• _Instructions_:
• a. According to the feature engineering text, what model can you use when your data likely come from a process that produces Poisson distributed data?
• b. Extend the feature engineering text past its final sentence.

• _Source excerpt_:
-- START --
There are occasions when discretizing is warranted. For instance at the end of an analysis, one might need to have a decision rule that determines further action (e.g., treat or don’t treat with statin drugs) based on some continuous quantity (e.g., cholesterol level). However, the analysis should still be done with continuous variables and any binning only done at the end.

Variable transformation is – as I mentioned above – sometimes a good idea. However, it should not be used without a reason, and sometimes there are better alternatives. For instance if your outcome is not normally distributed, then maybe use a model that more closely mimics your data. For instance, if your data come from a process that likely produces Poisson distributed data, you can use a generalized linear model with a Poisson distribution assumption. Similarly, you do not always need to transform predictors: at times transformations make interpretability harder and it might be better to not transform.

Summary

It is not always necessary to do much feature engineering. But sometimes it can help with the analysis and modeling task and it is worth at least thinking about it, even if you end up deciding that you don’t need it for your project.
-- END --
Items from a dataset:
-- START --
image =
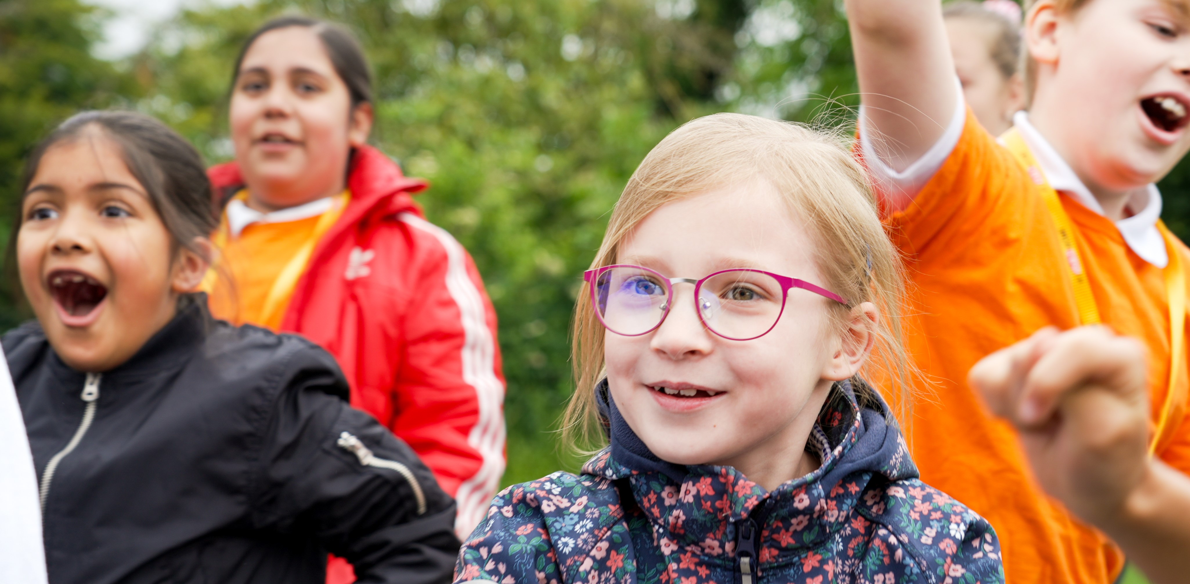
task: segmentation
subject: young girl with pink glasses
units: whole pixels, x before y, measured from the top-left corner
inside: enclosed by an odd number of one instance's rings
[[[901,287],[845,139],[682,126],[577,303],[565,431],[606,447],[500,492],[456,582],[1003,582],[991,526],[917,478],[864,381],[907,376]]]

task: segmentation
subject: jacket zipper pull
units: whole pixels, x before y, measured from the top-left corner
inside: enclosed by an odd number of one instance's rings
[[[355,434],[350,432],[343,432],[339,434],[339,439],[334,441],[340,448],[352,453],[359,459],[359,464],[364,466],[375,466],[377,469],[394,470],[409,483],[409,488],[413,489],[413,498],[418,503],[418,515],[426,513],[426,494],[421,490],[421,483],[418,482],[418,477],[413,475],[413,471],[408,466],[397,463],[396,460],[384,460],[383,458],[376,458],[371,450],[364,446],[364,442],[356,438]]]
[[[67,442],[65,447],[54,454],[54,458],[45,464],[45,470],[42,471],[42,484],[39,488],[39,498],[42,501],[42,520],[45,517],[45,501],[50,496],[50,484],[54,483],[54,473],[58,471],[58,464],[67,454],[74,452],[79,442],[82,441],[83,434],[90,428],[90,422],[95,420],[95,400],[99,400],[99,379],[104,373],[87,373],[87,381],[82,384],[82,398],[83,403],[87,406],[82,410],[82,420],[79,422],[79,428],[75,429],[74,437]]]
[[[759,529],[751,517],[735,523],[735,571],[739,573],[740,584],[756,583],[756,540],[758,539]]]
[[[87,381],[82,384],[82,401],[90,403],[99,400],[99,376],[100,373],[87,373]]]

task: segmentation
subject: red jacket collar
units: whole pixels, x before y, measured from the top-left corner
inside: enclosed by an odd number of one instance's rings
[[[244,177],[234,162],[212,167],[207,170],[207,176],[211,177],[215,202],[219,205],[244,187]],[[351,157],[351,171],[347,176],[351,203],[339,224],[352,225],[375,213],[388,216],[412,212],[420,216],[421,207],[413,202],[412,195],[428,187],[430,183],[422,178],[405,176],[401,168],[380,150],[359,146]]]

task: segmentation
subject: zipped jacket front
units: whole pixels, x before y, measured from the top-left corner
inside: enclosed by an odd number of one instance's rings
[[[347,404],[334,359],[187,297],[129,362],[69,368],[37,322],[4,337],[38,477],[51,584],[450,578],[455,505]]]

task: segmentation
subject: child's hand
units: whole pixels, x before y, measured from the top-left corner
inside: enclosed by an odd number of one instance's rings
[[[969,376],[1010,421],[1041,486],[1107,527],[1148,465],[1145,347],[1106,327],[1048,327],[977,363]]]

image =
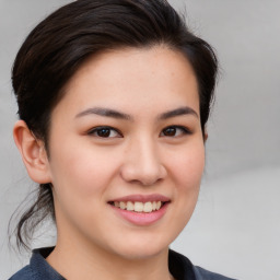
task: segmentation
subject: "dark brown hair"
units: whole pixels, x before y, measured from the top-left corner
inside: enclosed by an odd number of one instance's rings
-- END --
• _Answers to the exercises_:
• a. A generalized linear model with a Poisson distribution assumption.

• b.
This is generally an iterative process. Once you have an idea of the kinds of models you want to apply, figure out if they require or could benefit from some of the data pre-processing steps just described. If yes, implement those processing steps. If a specific algorithm allows it, you can always try to fit the data with and without processing. The differences (or lack of differences) might tell you something useful. At times, this might be a trial-and-error process, where you first do not pre-process, realize the model doesn’t work, then figure out what further processing is needed, then try again.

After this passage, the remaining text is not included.